## DOCUMENT TEXT
********

Attachment disruptions can lead to resentment—here’s why you shouldn’t push it away

sad woman sitting by window
Joe St.Pierre/Stocksy

I get attached easily. To people, ideas, objects—even books and TV shows. There’s a certain comfort and predictability that accompanies attachment, but that comes with a big risk. The thing you’re attaching to needs to be static if you’re going to avoid disappointment (spoiler alert:it never is). One agonizing lesson my transition to motherhood has shown me is that attachment needs flexibility, otherwise you open yourself up to a very specific type of disappointment: resentment.

********

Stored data
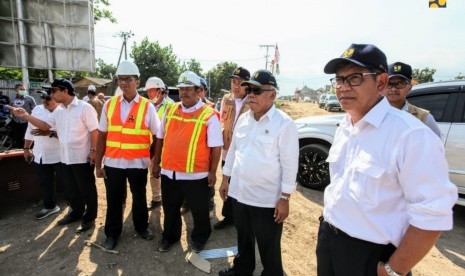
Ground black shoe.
[218,267,236,276]
[76,220,95,233]
[191,242,205,253]
[57,215,79,226]
[158,239,174,252]
[103,237,118,250]
[139,228,155,241]
[147,200,161,210]
[213,219,233,230]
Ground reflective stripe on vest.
[105,96,152,159]
[162,103,214,173]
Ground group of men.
[8,41,457,276]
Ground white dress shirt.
[223,105,299,208]
[401,101,441,138]
[157,100,223,180]
[24,104,62,164]
[323,98,457,246]
[46,97,98,165]
[98,94,160,169]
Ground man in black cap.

********

## QUESTIONS
1 - Answer these questions using the attachment article above:
(a) According to the headline, what can attachment disruptions lead to?
(b) Who is credited for the image?
(c) What does the writer say attachment needs?
2 - Rewrite the paragraph in the attachment article that begins "I get attached easily" as a shorter paragraph that keeps its main points.

## RESPONSE LIST
1 -
(a) Resentment.
(b) Joe St.Pierre/Stocksy.
(c) Flexibility.

2 - The writer gets attached easily to people, ideas, objects, books and TV shows. Attachment brings comfort and predictability but is risky, since avoiding disappointment requires the thing you're attached to to stay static, and it never does. The transition to motherhood taught the writer that attachment needs flexibility. Without it, a specific kind of disappointment follows: resentment.